**EXTRACTO DEL DOCUMENTO**
§

Hay, no obstante, una propuesta mínimamente diferente en su tramo final. El relato ha estado caracterizado, hasta entonces, por un tenebrismo visual –que no escapa de la capa más superficial: la de la fotografía llamativa– y un tono solemne, con gotas de humor. Cuando el relato alcanza el clímax de la cinta, Tim Burton decide resolverlo con un tono infantil, luces de colores, luminosidad, diversión y música machacona. Una decisión que sorprende en primera instancia, pero que enseguida da paso al desconcierto. Más que afortunada, la secuencia resulta entre gratuita y convencional. En ella destaca la aparición de unos esqueletos que cobran vida; si antes había habido una animación por stop motion, en este caso Burton recupera uno de los iconos de esta técnica de animación, como lo son los huesudos personajes creados por Ray Harryhausen en Jasón y los argonautas (1963), pero lo hace para animarlos por ordenador. ¿Transgresión? ¿Innovación? Esta decisión formal atiende más a la dejadez que a un intento por revitalizar o darle una vuelta de tuerca a este icono de la cinematografía. En estas, como en todas las demás imágenes de El hogar de Miss Peregrine para niños peculiares no hay rastro de ideas, de intentar hacer las cosas de manera distinta, de hacerlas propias. En su conjunto, la nueva película de Tim Burton es una cinta solvente, conservadora, un film sin fisuras, pero que podría haber dirigido cualquiera.

§

**INFORMACIÓN PROPORCIONADA**
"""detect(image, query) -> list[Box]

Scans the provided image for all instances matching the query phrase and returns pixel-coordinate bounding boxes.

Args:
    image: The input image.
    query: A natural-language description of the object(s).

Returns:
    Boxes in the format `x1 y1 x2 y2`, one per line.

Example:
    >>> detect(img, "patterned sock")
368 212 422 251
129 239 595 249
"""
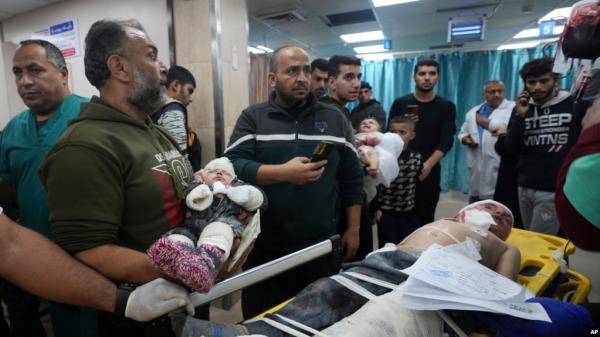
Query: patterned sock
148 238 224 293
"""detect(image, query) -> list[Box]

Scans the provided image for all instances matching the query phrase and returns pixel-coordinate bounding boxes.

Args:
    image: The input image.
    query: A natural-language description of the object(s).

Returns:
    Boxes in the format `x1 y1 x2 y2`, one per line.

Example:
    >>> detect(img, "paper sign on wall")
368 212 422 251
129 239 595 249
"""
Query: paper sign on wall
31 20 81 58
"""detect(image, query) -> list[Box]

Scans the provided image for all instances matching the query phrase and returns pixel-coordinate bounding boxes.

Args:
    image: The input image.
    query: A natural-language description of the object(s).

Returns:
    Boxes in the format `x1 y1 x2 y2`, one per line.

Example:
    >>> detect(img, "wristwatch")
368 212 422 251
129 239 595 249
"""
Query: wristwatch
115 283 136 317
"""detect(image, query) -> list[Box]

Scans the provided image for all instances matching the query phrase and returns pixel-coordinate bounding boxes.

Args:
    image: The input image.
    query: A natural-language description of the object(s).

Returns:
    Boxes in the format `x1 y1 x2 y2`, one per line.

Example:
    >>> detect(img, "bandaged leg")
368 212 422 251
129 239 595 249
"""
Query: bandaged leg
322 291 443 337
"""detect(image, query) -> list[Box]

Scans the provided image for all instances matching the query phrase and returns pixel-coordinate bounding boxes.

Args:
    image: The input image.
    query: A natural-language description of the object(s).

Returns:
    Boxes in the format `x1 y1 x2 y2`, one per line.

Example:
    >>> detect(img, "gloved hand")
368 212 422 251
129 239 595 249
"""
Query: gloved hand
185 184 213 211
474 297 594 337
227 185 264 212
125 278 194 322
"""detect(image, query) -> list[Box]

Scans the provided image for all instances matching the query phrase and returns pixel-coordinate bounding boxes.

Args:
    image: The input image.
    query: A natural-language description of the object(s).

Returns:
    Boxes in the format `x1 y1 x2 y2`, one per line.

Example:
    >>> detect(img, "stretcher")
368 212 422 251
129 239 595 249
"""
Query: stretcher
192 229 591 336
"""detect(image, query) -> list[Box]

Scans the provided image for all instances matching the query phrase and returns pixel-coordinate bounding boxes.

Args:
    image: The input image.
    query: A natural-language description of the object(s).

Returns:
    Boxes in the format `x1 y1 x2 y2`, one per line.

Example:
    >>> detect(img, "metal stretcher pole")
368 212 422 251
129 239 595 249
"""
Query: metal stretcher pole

§

**QUÉ DEBE HACER**
- a) En la reseña, ¿en qué película aparecen los huesudos personajes creados por Ray Harryhausen?
- b) Enumere todos los recursos con los que, según la reseña, Tim Burton resuelve el clímax de la cinta.

**RESPUESTAS POR TAREA**
- a) En Jasón y los argonautas (1963).

- b) Tono infantil, luces de colores, luminosidad, diversión y música machacona.